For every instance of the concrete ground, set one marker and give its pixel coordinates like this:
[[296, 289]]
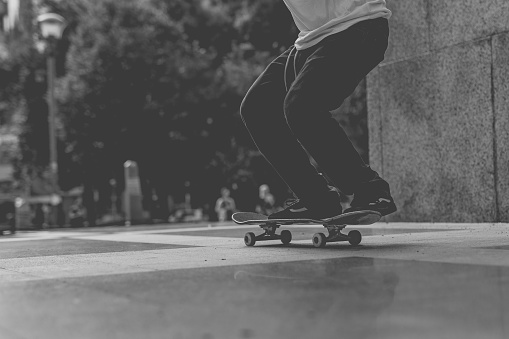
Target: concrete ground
[[202, 282]]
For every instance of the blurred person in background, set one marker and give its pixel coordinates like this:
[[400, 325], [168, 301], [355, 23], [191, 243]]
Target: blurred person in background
[[225, 205]]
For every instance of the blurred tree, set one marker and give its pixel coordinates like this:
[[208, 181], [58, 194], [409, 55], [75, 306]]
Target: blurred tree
[[159, 82]]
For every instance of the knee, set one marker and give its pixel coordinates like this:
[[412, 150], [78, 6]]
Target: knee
[[296, 113]]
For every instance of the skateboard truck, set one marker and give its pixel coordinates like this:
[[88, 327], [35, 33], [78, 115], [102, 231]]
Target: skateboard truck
[[354, 237]]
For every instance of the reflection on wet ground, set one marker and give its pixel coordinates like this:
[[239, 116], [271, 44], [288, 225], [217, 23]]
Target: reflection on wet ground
[[334, 298], [428, 282]]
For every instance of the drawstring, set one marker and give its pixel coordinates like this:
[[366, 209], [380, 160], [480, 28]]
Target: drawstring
[[294, 67]]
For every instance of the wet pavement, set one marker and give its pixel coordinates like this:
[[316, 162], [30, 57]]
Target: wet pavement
[[201, 281]]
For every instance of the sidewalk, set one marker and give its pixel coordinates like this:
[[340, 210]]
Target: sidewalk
[[201, 281]]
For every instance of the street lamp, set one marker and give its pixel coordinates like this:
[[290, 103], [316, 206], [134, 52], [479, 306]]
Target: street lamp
[[52, 26]]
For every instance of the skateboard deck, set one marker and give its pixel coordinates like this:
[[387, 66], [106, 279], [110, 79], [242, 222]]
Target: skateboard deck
[[333, 227]]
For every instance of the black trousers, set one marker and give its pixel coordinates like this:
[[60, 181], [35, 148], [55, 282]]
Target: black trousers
[[287, 110]]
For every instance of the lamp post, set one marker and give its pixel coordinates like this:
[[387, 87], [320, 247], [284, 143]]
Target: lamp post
[[52, 26]]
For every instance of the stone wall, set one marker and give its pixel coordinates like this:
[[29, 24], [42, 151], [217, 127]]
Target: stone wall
[[438, 110]]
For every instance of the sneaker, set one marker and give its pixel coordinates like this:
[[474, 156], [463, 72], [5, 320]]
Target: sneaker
[[326, 210], [382, 205]]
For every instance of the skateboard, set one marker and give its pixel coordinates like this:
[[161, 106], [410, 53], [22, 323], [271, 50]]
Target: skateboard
[[334, 227]]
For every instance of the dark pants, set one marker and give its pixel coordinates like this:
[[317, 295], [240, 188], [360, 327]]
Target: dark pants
[[287, 110]]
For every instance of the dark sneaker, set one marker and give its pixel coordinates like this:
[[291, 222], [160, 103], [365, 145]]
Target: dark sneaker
[[325, 210], [384, 206]]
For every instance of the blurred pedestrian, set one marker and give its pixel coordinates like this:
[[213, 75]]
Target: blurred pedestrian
[[225, 205], [266, 200], [287, 109]]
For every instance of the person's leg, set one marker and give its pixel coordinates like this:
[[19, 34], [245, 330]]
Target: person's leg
[[263, 114], [327, 74]]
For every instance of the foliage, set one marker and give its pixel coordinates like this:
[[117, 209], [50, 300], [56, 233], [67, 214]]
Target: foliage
[[159, 82]]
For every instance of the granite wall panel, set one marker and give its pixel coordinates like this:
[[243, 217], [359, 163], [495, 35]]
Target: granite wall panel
[[436, 127], [500, 49]]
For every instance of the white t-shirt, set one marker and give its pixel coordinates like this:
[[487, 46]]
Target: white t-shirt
[[317, 19]]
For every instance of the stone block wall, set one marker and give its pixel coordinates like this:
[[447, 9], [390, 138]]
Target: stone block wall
[[438, 110]]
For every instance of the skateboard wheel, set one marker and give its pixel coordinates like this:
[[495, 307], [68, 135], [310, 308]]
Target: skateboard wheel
[[249, 239], [354, 237], [319, 240], [286, 237]]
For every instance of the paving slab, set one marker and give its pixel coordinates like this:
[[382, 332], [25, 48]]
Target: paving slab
[[405, 280]]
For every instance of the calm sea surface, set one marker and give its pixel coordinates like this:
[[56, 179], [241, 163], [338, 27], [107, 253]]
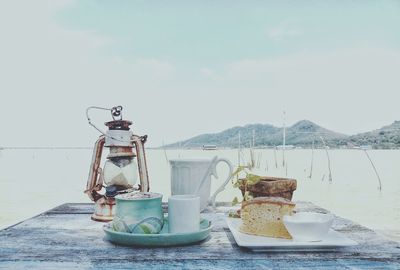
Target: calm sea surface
[[32, 181]]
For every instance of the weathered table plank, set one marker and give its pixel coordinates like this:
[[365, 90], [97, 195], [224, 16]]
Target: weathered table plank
[[65, 237]]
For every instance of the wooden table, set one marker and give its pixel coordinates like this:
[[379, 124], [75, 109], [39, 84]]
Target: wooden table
[[65, 237]]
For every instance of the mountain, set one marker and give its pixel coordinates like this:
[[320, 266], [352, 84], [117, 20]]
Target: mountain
[[303, 133]]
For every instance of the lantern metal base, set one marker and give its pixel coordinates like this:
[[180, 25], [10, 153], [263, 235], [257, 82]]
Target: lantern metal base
[[103, 209]]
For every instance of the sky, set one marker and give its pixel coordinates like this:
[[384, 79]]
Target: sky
[[183, 68]]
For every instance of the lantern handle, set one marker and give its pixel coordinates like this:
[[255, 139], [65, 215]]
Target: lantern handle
[[115, 112]]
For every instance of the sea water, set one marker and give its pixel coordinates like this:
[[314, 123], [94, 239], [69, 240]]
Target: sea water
[[33, 181]]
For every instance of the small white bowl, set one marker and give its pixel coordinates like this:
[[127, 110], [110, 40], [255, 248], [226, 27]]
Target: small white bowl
[[308, 226]]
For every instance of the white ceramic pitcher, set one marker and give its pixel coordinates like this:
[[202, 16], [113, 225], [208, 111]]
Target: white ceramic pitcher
[[188, 174]]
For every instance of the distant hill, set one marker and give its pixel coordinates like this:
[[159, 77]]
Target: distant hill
[[385, 137], [303, 134]]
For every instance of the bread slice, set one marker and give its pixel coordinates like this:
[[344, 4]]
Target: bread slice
[[264, 216]]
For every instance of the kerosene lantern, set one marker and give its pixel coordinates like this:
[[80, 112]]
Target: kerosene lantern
[[120, 170]]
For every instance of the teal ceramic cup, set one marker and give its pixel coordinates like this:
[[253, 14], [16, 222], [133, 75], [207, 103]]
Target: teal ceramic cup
[[139, 212]]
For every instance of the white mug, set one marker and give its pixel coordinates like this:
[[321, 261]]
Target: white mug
[[187, 175], [183, 213]]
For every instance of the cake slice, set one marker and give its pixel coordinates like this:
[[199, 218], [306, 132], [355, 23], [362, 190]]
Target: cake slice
[[264, 216]]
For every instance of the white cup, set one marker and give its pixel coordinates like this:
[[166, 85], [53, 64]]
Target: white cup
[[183, 213]]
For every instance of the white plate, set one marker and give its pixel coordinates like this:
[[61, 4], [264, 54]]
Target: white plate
[[332, 240]]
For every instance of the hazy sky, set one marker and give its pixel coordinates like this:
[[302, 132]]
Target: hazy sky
[[181, 68]]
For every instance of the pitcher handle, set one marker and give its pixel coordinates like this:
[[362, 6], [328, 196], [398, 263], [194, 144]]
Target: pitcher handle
[[222, 187]]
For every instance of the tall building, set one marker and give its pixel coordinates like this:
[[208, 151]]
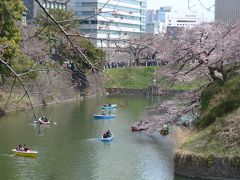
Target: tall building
[[33, 7], [176, 19], [113, 20], [150, 22], [227, 11], [161, 13]]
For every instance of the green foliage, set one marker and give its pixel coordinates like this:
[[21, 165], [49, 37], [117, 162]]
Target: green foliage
[[22, 64], [10, 12], [218, 100], [132, 78], [55, 38]]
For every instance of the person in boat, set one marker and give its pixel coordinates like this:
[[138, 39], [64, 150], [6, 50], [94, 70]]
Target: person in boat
[[19, 148], [103, 113], [25, 148], [140, 123], [44, 119], [104, 135], [108, 133]]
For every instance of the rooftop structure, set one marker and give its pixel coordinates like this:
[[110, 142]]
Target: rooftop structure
[[227, 11], [106, 21]]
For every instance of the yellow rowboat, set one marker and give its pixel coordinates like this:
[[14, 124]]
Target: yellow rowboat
[[25, 153]]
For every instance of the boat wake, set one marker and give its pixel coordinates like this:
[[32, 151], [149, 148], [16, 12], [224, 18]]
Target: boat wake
[[7, 155]]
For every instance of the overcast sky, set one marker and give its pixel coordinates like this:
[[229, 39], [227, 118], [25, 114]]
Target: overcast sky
[[198, 6]]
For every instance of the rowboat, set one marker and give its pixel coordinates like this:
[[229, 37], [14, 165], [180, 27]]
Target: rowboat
[[138, 128], [43, 122], [109, 106], [101, 116], [28, 153], [165, 130], [108, 139]]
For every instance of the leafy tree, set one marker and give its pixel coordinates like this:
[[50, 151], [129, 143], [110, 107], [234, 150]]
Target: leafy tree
[[64, 51], [10, 35]]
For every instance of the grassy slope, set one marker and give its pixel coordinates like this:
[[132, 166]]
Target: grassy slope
[[142, 77], [219, 122], [132, 78]]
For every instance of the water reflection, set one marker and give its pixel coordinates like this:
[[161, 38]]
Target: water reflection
[[70, 149]]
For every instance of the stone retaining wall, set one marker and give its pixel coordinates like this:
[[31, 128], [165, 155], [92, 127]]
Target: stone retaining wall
[[207, 167]]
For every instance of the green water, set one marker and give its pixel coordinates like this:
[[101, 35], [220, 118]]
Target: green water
[[70, 149]]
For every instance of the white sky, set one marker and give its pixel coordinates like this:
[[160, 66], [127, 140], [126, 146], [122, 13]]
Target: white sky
[[182, 6]]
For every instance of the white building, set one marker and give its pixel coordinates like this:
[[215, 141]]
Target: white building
[[175, 19], [113, 20]]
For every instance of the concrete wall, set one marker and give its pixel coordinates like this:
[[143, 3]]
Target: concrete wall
[[204, 167]]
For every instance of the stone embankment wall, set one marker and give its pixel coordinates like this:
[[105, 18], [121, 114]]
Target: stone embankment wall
[[209, 167]]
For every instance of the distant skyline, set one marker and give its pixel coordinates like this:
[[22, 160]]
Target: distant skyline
[[198, 6]]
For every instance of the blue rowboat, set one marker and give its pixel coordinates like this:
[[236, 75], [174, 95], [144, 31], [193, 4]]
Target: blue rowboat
[[109, 106], [28, 153], [100, 116], [108, 139]]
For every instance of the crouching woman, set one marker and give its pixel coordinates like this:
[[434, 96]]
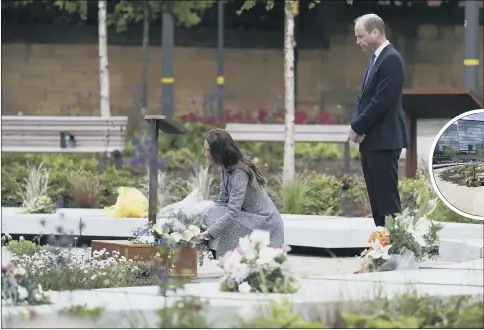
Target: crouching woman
[[242, 205]]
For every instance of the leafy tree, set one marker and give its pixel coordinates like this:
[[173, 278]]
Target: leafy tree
[[185, 13]]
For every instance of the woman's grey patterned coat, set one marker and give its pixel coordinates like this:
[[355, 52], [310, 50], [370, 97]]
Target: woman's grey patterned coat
[[239, 210]]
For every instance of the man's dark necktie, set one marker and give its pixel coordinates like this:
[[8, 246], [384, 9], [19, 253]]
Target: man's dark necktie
[[370, 67]]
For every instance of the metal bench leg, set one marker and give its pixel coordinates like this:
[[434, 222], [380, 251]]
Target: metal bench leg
[[153, 175], [347, 157], [63, 143]]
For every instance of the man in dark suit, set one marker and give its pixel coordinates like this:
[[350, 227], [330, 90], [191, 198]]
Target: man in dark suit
[[379, 122]]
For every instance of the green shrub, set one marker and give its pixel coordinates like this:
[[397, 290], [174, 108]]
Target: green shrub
[[323, 196], [417, 312], [280, 317], [323, 150], [314, 194], [293, 195], [416, 192]]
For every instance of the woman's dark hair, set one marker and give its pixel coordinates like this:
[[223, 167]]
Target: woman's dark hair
[[224, 152]]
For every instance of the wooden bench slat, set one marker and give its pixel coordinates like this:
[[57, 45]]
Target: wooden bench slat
[[29, 149], [57, 138], [64, 118], [302, 133], [42, 133], [280, 137], [278, 128], [32, 128]]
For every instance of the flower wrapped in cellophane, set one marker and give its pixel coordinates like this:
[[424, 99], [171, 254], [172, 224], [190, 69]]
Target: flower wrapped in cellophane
[[256, 267]]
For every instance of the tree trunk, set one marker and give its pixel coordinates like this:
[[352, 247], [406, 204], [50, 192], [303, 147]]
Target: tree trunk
[[144, 73], [289, 88], [103, 60]]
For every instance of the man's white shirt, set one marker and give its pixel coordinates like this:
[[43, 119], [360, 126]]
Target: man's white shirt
[[380, 49]]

▶ **WHAT THIS TASK INVOLVES**: Rewrite the listing from its start through the line containing "[[202, 282]]", replacing "concrete ground" with "stone ground" and changing nothing else. Leave out the pictures.

▶ **SOLUTION BELOW**:
For every instance of the stone ground, set one marker and give its pixel coordinates like this:
[[296, 289]]
Target: stone ground
[[202, 282]]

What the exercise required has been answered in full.